(Coordinate labeling data)

= = =

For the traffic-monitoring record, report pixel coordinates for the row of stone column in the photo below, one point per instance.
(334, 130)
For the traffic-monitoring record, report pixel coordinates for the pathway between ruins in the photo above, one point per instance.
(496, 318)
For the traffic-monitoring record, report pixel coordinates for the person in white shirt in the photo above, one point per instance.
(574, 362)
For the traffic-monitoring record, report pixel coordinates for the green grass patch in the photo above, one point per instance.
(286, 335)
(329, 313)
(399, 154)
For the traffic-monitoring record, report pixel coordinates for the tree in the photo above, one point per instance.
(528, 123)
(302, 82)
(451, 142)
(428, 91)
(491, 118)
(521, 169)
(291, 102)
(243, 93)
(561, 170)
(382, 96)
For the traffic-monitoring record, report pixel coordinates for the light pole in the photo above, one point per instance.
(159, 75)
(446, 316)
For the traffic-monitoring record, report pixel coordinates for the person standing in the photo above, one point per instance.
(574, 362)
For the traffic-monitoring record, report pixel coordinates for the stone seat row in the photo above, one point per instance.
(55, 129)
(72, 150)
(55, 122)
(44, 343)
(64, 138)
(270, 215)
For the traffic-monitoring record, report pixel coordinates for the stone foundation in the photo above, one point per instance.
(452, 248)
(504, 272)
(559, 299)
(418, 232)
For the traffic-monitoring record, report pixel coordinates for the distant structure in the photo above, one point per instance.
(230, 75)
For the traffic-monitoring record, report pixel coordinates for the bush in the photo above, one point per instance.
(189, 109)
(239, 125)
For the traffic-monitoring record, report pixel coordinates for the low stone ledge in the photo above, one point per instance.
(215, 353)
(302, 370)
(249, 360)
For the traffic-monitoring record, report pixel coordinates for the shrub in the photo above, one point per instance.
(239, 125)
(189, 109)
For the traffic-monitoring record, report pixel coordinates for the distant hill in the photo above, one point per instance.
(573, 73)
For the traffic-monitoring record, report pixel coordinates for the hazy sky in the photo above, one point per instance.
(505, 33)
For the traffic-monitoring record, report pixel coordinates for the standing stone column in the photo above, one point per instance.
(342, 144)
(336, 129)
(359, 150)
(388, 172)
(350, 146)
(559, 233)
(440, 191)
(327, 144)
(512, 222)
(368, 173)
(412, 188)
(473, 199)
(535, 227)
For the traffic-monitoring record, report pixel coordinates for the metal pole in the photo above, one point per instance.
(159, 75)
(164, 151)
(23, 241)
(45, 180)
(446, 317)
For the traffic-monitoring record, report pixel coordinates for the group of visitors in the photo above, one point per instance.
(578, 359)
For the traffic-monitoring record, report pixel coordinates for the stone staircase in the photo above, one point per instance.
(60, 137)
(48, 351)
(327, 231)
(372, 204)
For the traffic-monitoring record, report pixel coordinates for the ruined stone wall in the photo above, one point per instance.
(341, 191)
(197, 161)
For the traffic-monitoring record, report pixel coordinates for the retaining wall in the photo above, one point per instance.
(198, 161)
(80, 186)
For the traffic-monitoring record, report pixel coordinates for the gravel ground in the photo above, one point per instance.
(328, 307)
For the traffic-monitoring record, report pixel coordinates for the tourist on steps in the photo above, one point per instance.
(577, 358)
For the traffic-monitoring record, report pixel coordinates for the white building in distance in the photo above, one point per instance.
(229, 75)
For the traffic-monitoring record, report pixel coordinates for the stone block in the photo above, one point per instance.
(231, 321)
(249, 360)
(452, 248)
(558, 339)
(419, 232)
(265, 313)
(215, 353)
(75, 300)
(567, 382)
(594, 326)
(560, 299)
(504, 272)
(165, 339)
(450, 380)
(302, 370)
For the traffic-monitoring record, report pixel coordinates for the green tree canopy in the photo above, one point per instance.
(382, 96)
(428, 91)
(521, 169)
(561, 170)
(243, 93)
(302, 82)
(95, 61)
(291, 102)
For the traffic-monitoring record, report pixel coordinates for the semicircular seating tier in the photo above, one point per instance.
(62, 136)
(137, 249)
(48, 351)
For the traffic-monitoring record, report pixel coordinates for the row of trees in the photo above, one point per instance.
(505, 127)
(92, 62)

= = =

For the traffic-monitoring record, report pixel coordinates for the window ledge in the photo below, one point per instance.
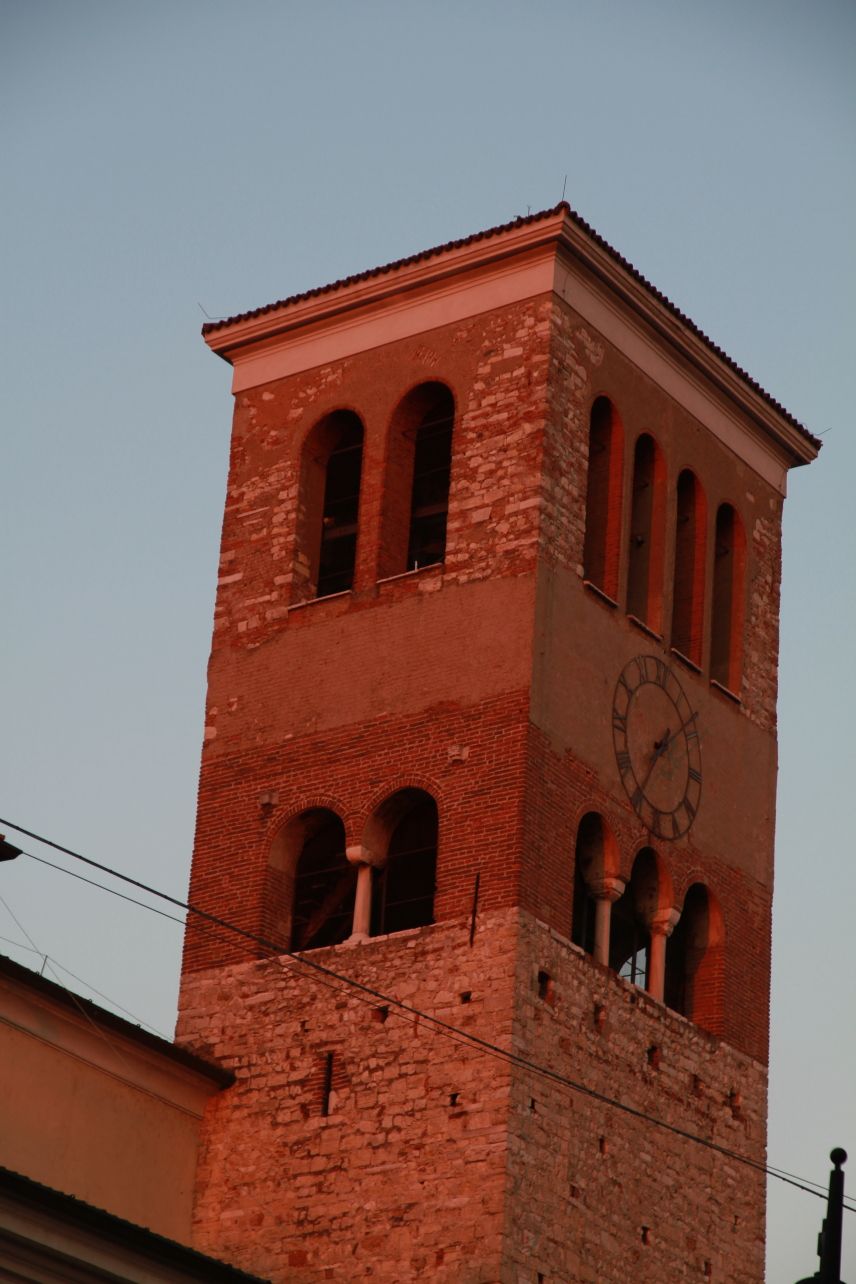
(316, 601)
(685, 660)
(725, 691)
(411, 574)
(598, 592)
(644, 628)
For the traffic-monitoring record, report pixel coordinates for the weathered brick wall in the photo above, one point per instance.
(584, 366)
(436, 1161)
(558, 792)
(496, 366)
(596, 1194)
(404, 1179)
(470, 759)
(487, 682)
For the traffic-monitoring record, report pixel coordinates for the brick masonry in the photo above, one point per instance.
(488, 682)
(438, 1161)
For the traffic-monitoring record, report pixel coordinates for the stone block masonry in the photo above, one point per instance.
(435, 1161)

= = =

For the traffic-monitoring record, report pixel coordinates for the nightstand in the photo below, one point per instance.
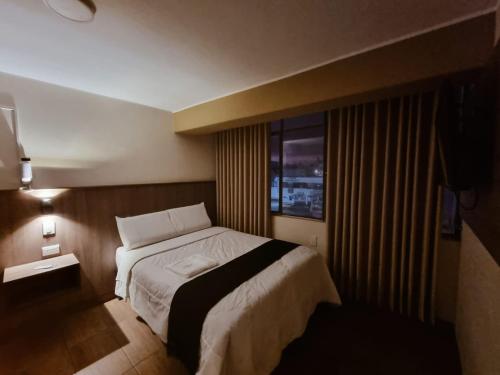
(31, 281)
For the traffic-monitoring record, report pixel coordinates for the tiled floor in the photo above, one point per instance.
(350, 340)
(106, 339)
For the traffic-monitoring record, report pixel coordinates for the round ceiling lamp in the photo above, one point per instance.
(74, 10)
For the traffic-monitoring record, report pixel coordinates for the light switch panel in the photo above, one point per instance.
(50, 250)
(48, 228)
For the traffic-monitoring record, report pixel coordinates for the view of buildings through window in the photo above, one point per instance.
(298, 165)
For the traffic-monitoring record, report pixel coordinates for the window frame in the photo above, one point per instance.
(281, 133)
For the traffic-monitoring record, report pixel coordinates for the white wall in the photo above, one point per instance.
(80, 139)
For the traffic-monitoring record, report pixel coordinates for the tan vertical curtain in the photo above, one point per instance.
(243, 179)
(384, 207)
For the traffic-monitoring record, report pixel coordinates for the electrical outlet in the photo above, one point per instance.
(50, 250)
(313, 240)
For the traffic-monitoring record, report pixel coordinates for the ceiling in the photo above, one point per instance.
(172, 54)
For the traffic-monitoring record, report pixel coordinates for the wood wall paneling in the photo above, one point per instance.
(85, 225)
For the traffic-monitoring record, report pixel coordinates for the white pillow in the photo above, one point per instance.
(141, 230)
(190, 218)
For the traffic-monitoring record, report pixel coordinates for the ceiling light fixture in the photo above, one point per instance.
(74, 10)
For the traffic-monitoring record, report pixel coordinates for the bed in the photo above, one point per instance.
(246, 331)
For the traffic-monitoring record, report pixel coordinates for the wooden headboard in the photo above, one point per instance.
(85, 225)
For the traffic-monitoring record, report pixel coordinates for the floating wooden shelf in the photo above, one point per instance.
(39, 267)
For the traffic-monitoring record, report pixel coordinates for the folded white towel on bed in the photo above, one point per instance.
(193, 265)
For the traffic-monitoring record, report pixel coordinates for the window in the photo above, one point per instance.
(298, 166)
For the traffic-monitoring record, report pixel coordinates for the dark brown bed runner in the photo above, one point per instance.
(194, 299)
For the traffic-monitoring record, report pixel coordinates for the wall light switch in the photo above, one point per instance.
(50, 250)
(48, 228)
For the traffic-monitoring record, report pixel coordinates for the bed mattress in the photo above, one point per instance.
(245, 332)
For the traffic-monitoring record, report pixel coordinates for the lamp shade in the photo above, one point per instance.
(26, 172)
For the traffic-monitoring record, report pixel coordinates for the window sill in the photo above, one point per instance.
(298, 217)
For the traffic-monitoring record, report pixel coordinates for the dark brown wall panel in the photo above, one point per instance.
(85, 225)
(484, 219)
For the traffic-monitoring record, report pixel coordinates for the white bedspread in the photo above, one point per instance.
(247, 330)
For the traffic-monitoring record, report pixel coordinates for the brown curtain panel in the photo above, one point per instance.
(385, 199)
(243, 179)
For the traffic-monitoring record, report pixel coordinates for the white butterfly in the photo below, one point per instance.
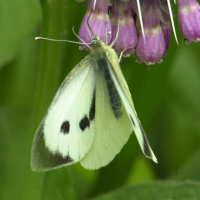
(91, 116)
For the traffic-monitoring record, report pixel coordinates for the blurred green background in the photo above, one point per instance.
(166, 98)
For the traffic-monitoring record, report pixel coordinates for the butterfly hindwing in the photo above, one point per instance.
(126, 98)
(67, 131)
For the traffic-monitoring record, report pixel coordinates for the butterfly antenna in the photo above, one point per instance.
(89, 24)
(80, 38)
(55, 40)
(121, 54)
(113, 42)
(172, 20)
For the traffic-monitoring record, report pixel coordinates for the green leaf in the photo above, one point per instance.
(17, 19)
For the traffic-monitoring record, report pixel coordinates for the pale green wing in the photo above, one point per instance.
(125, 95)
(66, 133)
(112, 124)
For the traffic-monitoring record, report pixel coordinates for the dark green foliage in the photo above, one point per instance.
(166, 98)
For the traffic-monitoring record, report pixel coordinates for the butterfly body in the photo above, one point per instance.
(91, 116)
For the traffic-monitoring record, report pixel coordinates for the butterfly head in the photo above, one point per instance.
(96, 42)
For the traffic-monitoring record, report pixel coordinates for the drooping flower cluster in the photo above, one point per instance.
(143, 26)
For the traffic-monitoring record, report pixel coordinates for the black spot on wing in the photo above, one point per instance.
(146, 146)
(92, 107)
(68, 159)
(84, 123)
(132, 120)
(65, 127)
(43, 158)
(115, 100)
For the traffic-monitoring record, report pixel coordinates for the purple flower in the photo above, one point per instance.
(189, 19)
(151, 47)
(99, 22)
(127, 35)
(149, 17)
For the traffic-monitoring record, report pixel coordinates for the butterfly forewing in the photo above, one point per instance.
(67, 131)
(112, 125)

= = =

### WORK TO BE COMPLETED
Extract each line of the coordinate labeling data above that contains the word "masonry". Copy those lines in full.

### COMPLETE RESPONSE
For the traffic-monitoring record, report pixel coordinates for the brick masonry in the photo above, one point per instance.
For the traffic-monitoring record, report pixel coordinates for the stone block masonry in the photo above, one point per instance.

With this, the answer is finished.